What is needed → Give back the full set of entries exactly, keeping each line intact.

(Data items)
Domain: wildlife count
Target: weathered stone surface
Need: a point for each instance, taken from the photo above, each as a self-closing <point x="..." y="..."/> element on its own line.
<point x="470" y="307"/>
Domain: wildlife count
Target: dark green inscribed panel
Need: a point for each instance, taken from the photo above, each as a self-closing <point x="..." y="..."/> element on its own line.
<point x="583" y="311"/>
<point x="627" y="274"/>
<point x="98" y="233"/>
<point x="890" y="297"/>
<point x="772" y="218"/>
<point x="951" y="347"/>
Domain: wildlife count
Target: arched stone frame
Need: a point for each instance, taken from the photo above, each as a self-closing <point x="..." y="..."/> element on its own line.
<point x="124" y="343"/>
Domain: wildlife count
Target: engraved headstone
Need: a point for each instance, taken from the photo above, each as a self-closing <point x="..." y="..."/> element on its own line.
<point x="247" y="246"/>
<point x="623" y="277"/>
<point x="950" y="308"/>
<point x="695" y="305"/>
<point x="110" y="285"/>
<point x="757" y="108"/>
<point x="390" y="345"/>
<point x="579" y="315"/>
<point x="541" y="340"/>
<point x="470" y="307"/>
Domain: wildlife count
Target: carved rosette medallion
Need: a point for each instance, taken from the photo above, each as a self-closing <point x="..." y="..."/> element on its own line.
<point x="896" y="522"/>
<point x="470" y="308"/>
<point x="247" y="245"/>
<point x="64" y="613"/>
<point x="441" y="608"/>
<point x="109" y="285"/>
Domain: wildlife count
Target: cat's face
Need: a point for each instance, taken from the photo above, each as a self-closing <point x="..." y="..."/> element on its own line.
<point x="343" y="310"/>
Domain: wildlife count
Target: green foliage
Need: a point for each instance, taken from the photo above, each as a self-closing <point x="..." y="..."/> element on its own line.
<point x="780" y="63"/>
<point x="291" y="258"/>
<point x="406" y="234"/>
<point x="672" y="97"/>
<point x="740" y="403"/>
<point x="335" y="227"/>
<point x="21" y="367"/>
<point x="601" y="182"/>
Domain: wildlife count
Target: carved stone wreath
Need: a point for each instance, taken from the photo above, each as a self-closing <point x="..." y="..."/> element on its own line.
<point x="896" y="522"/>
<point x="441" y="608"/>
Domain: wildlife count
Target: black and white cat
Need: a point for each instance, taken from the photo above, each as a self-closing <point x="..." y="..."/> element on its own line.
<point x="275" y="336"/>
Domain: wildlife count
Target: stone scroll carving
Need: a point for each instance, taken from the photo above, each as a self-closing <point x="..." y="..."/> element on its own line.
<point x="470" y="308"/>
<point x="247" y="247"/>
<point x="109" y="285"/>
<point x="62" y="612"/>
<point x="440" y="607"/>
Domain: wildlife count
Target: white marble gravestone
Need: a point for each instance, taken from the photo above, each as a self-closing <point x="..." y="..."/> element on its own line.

Response →
Domain: wildlife count
Target: weathered stone surface
Need: a point for each instance, taken from the photo above, each as a self-closing <point x="..." y="..."/> element on its own line.
<point x="470" y="307"/>
Domain: wildlife count
Target: dark green inscribed panel
Need: a point for each instance, taken from the photo above, each as a self-closing <point x="..." y="..."/> element on its own line.
<point x="583" y="311"/>
<point x="627" y="274"/>
<point x="98" y="233"/>
<point x="890" y="297"/>
<point x="772" y="218"/>
<point x="951" y="347"/>
Domain: wildlife count
Target: arched stone frame
Need: a point for each instance, taken from the photo above, each as a self-closing <point x="..." y="..."/> element on its own line.
<point x="124" y="343"/>
Domain: wildlife count
Target: engraved headstone
Need: a point for each instance, taken from the photo above, each as a self-closing <point x="..." y="..."/> element on its own line.
<point x="247" y="246"/>
<point x="623" y="277"/>
<point x="950" y="308"/>
<point x="695" y="305"/>
<point x="110" y="285"/>
<point x="757" y="108"/>
<point x="390" y="345"/>
<point x="579" y="315"/>
<point x="541" y="340"/>
<point x="470" y="307"/>
Domain: wildlife count
Target: carved rosette medallion
Need: a point for each instance, taken from the photo above, each as a self-closing <point x="..." y="..."/> element on its own line.
<point x="896" y="522"/>
<point x="470" y="308"/>
<point x="247" y="245"/>
<point x="64" y="613"/>
<point x="441" y="608"/>
<point x="109" y="285"/>
Domain: wildlife count
Target: cat's face
Need: a point for each instance, taken from the photo above, each as a self-closing <point x="..." y="..."/> element on its own line.
<point x="343" y="310"/>
Domain: wildlife count
Target: green foliage
Need: a point for each instance, taken from the photo above, each as a self-closing <point x="..." y="..."/> element on its own line.
<point x="780" y="63"/>
<point x="291" y="258"/>
<point x="406" y="234"/>
<point x="672" y="97"/>
<point x="740" y="403"/>
<point x="335" y="227"/>
<point x="21" y="367"/>
<point x="601" y="182"/>
Domain: wildlife count
Target: carved stone wreath
Need: a point for each instance, taken from the photo above, each as a self-closing <point x="..." y="..."/> element on its own line.
<point x="896" y="522"/>
<point x="441" y="608"/>
Domain: wildlife count
Target: black and white cat
Need: a point for each instance, taken from the photo above, each as a self-closing <point x="..." y="..."/> element on its own line.
<point x="275" y="336"/>
Domain: wildlife count
Target: stone scroll carving
Need: a point for each instance, taken from the photo above, each as a self-closing <point x="..." y="..."/> element on its own line.
<point x="470" y="308"/>
<point x="247" y="247"/>
<point x="109" y="285"/>
<point x="62" y="612"/>
<point x="440" y="607"/>
Domain: wildlife count
Target: white marble gravestone
Need: a point for each instance, taken from the photo above, each as a self-closing <point x="..." y="..."/> element on its own line.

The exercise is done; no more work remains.